→ **TASK**
Only one stretch of the data is wanted: the line containing "output [[945, 154]].", the line containing "Target: street pavement", and every line between them, copied exactly.

→ **DATA EXCERPTS**
● ● ● ● ●

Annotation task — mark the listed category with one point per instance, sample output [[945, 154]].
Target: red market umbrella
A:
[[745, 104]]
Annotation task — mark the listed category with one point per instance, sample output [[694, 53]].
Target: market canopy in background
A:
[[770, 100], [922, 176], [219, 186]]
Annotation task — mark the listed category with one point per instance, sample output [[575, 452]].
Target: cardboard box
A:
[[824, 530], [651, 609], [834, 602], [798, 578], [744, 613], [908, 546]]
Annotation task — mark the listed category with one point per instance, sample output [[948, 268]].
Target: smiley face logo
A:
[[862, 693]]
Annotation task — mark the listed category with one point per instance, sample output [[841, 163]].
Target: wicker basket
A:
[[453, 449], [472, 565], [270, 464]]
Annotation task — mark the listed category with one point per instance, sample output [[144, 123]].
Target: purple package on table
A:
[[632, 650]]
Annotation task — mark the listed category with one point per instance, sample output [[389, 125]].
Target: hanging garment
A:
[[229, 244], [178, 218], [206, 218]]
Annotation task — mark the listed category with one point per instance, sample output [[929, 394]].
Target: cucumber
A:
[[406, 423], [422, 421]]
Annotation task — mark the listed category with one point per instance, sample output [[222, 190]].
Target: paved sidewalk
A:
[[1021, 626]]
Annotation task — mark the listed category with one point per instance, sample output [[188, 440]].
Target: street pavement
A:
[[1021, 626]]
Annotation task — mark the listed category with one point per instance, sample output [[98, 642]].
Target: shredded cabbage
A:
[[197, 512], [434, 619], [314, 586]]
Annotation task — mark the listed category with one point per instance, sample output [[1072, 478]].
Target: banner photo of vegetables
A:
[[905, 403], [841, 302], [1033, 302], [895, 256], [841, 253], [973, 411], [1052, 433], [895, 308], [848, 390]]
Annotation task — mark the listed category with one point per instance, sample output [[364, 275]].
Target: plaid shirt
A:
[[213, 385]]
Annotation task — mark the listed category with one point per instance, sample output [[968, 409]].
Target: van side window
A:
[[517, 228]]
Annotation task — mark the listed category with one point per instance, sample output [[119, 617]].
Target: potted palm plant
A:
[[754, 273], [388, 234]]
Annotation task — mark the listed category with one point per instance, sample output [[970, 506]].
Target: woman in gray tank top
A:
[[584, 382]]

● ● ● ● ●

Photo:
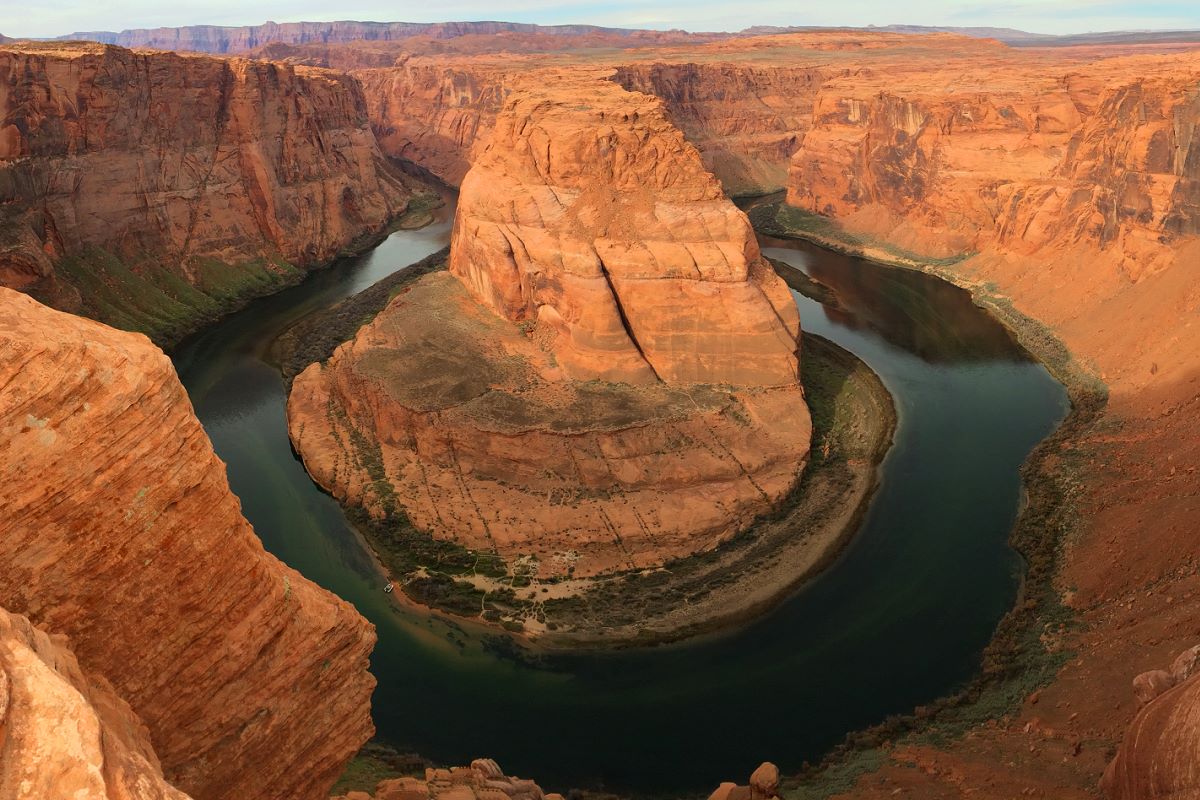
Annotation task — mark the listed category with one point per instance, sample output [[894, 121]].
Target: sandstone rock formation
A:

● ● ● ● ●

→ **ANSWER TO THE PROBLEM**
Annotation task — mark the listed category with one point per instance, sample output [[945, 154]].
Target: red market umbrella
A:
[[745, 104]]
Annotation task — mark the listed category with one point per instance, sample output [[694, 53]].
Target: market canopy in background
A:
[[770, 100], [922, 176], [219, 186]]
Annotation task — mark the listed category with one point per instance, sample output [[575, 452]].
Target: cardboard box
A:
[[824, 530], [651, 609], [834, 602], [798, 578], [744, 613], [908, 546]]
Annotation task — mark the listed category with one point per instance, sample output [[948, 268]].
Target: smiley face logo
A:
[[862, 693]]
Annotation task — mark the listed category with one point per instance, sample output [[841, 163]].
Target: wicker basket
A:
[[453, 449], [472, 565], [270, 464]]
Annotation task — mark the listed category with one point per instance, sample output [[144, 123]].
Target: purple package on table
A:
[[632, 650]]
Annotation task — mark the listed category with one point per instance, sample output [[389, 125]].
Target: hanging garment
A:
[[229, 244], [178, 218], [206, 218]]
Annotation task — mark the listed category with one point per instance, sample output [[929, 394]].
Target: cucumber
A:
[[406, 423], [422, 421]]
Annotation task — mark the listed category with one point per instance, sample output [[222, 190]].
Target: paved sidewalk
A:
[[1021, 626]]
Annotation task — mark the listed category with one point per instance, sample output [[188, 440]].
Target: street pavement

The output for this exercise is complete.